§ The problem
Copy exactly, and only, the lines between the start of the entries below and the line containing "positive clicks: (638, 288)", both inclusive. Omit pictures.

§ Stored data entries

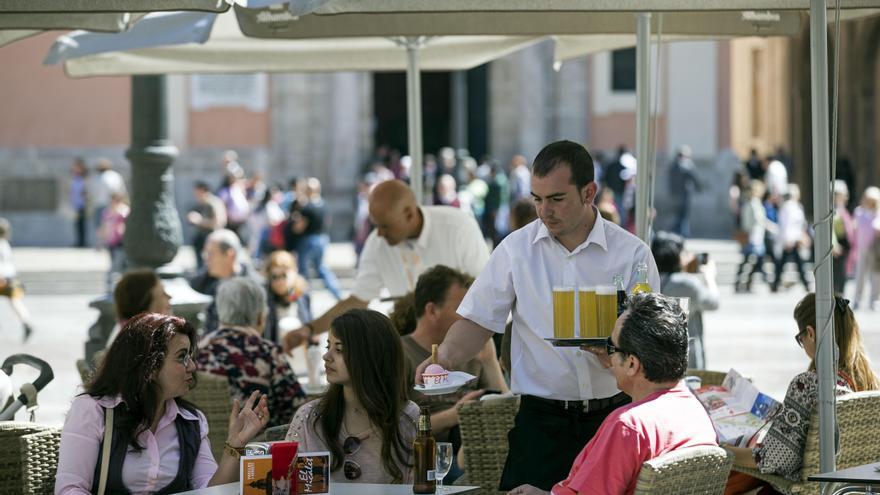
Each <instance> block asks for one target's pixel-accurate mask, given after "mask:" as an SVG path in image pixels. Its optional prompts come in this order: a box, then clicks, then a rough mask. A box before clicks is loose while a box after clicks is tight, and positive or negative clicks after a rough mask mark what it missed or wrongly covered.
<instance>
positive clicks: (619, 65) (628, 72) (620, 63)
mask: <svg viewBox="0 0 880 495" xmlns="http://www.w3.org/2000/svg"><path fill="white" fill-rule="evenodd" d="M611 90H612V91H635V90H636V49H635V48H623V49H621V50H614V51H613V52H611Z"/></svg>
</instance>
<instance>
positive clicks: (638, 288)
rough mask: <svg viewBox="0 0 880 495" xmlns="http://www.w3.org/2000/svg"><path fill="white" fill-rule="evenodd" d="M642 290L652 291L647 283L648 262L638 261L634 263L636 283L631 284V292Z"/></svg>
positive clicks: (645, 291) (638, 291) (647, 277)
mask: <svg viewBox="0 0 880 495" xmlns="http://www.w3.org/2000/svg"><path fill="white" fill-rule="evenodd" d="M644 292H654V290H653V289H651V286H650V285H648V264H647V263H639V264H638V265H636V285H635V286H633V290H632V293H633V295H635V294H642V293H644Z"/></svg>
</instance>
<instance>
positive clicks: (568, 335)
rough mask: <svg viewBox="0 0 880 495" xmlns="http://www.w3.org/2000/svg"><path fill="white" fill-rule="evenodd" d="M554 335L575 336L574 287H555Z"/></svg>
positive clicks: (554, 301) (553, 313)
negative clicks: (574, 331)
mask: <svg viewBox="0 0 880 495" xmlns="http://www.w3.org/2000/svg"><path fill="white" fill-rule="evenodd" d="M553 337H554V338H557V339H571V338H574V287H553Z"/></svg>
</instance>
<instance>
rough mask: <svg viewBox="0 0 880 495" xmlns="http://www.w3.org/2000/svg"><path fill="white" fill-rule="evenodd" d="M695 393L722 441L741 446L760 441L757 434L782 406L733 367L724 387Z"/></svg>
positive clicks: (746, 445)
mask: <svg viewBox="0 0 880 495" xmlns="http://www.w3.org/2000/svg"><path fill="white" fill-rule="evenodd" d="M694 394H695V395H696V396H697V399H699V400H700V402H701V403H702V404H703V407H705V408H706V411H707V412H708V413H709V418H710V419H711V420H712V424H713V425H714V426H715V432H716V433H718V440H719V441H721V443H726V444H730V445H735V446H738V447H748V446H751V445H752V444H754V443H755V441H757V440H759V439H758V438H756V436H757V435H756V434H757V433H758V431H760V430H761V428H762V427H763V426H764V425H765V424H767V422H768V421H769V420H770V419H771V418H772V417H773V416H774V415H775V414H776V412H777V411H778V410H779V408H780V407H781V404H780V403H779V402H777V401H776V400H775V399H773V398H772V397H770V396H768V395H765V394H763V393H761V392H760V391H759V390H758V389H757V387H755V386H754V385H753V384H752V382H750V381H749V380H747V379H746V378H743V376H742V375H740V374H739V373H737V372H736V370H733V369H731V370H730V371H729V372H728V373H727V376H725V377H724V382H723V383H722V385H721V386H720V387H719V386H714V385H710V386H706V387H701V388H699V389H697V390H694Z"/></svg>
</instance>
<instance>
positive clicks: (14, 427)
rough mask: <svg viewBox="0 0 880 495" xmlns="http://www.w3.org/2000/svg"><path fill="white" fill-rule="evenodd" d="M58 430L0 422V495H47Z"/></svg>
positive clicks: (56, 465)
mask: <svg viewBox="0 0 880 495" xmlns="http://www.w3.org/2000/svg"><path fill="white" fill-rule="evenodd" d="M60 443H61V430H60V429H59V428H51V427H48V426H41V425H37V424H34V423H19V422H14V421H4V422H2V423H0V445H2V446H3V448H2V449H0V495H44V494H47V495H48V494H51V493H52V492H53V491H54V487H55V472H56V470H57V468H58V447H59V445H60Z"/></svg>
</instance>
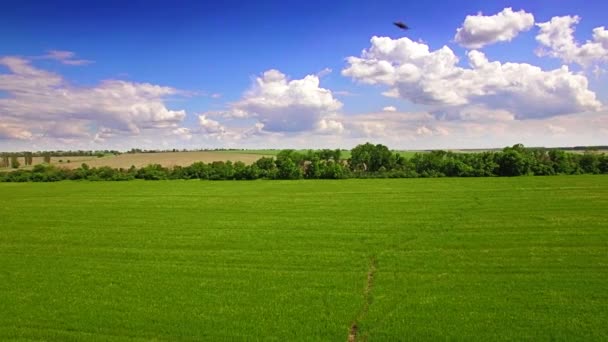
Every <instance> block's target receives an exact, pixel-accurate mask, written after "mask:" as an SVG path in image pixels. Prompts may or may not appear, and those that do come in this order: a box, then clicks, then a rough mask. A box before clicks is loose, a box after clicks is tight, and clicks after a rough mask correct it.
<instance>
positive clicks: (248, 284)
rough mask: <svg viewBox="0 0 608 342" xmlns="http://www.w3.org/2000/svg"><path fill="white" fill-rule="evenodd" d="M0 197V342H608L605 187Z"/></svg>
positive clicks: (478, 187)
mask: <svg viewBox="0 0 608 342" xmlns="http://www.w3.org/2000/svg"><path fill="white" fill-rule="evenodd" d="M0 193H1V194H2V196H0V217H2V224H0V340H12V339H16V340H61V341H64V340H133V339H140V340H168V341H174V340H196V341H201V340H205V341H218V340H274V341H298V340H302V341H346V340H347V337H348V335H349V333H352V334H353V335H356V337H357V339H358V340H367V341H398V340H463V341H472V340H480V341H497V340H512V341H520V340H530V341H546V340H581V341H592V340H595V341H600V340H604V341H605V340H608V326H607V325H606V320H607V318H608V281H607V279H608V210H606V208H608V177H606V176H556V177H517V178H475V179H469V178H447V179H446V178H443V179H382V180H340V181H250V182H245V181H241V182H238V181H223V182H209V181H158V182H145V181H132V182H124V183H123V182H59V183H18V184H17V183H3V184H0ZM353 322H356V325H357V327H358V328H357V329H356V334H354V329H352V324H353ZM351 330H352V331H351Z"/></svg>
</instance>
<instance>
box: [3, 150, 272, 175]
mask: <svg viewBox="0 0 608 342" xmlns="http://www.w3.org/2000/svg"><path fill="white" fill-rule="evenodd" d="M239 152H241V151H239ZM263 156H264V155H263V154H258V153H253V152H252V153H237V152H228V151H226V152H224V151H221V152H220V151H204V152H154V153H124V154H121V155H118V156H114V155H109V156H105V157H101V158H98V157H95V156H93V157H89V156H85V157H52V158H51V164H53V165H57V166H61V167H66V168H70V169H75V168H77V167H80V165H81V164H82V163H86V164H88V165H89V166H90V167H100V166H109V167H112V168H124V169H128V168H129V167H131V165H135V166H136V167H138V168H139V167H142V166H146V165H148V164H160V165H163V166H175V165H179V166H188V165H191V164H193V163H196V162H200V161H202V162H205V163H210V162H214V161H228V160H230V161H232V162H236V161H242V162H244V163H245V164H251V163H253V162H255V161H256V160H258V159H260V158H261V157H263ZM59 160H61V161H62V162H59ZM68 160H69V161H70V162H69V163H68V162H67V161H68ZM42 161H43V158H42V157H35V158H34V160H33V165H36V164H40V163H42ZM19 162H20V163H21V165H23V164H24V160H23V158H19ZM28 168H31V167H28ZM0 170H4V171H6V170H11V169H10V168H4V169H0Z"/></svg>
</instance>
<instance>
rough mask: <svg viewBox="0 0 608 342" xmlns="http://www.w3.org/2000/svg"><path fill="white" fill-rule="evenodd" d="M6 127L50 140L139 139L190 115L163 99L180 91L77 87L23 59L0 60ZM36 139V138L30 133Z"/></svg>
mask: <svg viewBox="0 0 608 342" xmlns="http://www.w3.org/2000/svg"><path fill="white" fill-rule="evenodd" d="M0 65H3V66H5V67H6V68H8V70H9V72H8V73H0V91H3V92H5V93H6V94H7V96H5V97H2V98H0V118H1V119H2V122H8V121H10V122H15V123H20V124H21V125H24V126H27V127H28V129H29V130H30V131H32V130H35V131H38V134H41V135H44V136H48V137H83V136H85V135H89V136H93V135H95V134H96V133H95V130H97V131H98V132H97V133H98V134H97V138H98V139H106V138H108V137H110V136H111V134H110V132H112V134H115V133H127V134H135V135H137V134H139V133H140V131H141V130H143V129H157V128H174V127H176V126H177V124H178V123H179V122H181V121H182V120H183V119H184V117H185V115H186V113H185V112H184V111H183V110H180V111H174V110H170V109H168V108H167V107H166V106H165V104H164V102H163V101H164V100H163V99H164V98H165V97H166V96H169V95H174V94H178V93H179V92H178V91H177V90H176V89H173V88H170V87H162V86H158V85H153V84H149V83H134V82H126V81H120V80H106V81H103V82H101V83H100V84H99V85H97V86H94V87H75V86H72V85H71V84H69V82H67V81H66V80H65V79H64V78H63V77H61V76H60V75H58V74H55V73H52V72H48V71H45V70H41V69H38V68H35V67H34V66H32V65H31V63H30V61H28V60H26V59H23V58H19V57H3V58H0ZM32 134H34V133H32Z"/></svg>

§ Reply
Each <instance> block asks for one target's pixel-accurate mask, given after "mask:" as an SVG path in image pixels. Its optional prompts come in this order: a box, then clicks, then a rough mask. A box before clicks is loose while a box after clicks is tight, and positive or negative clicks after a rough mask mark what it missed or wrongly covered.
<instance>
positive clicks: (619, 65) (628, 72) (620, 63)
mask: <svg viewBox="0 0 880 495" xmlns="http://www.w3.org/2000/svg"><path fill="white" fill-rule="evenodd" d="M611 90H612V91H635V90H636V49H635V48H623V49H621V50H614V51H613V52H611Z"/></svg>
</instance>
<instance>
positive clicks: (638, 288)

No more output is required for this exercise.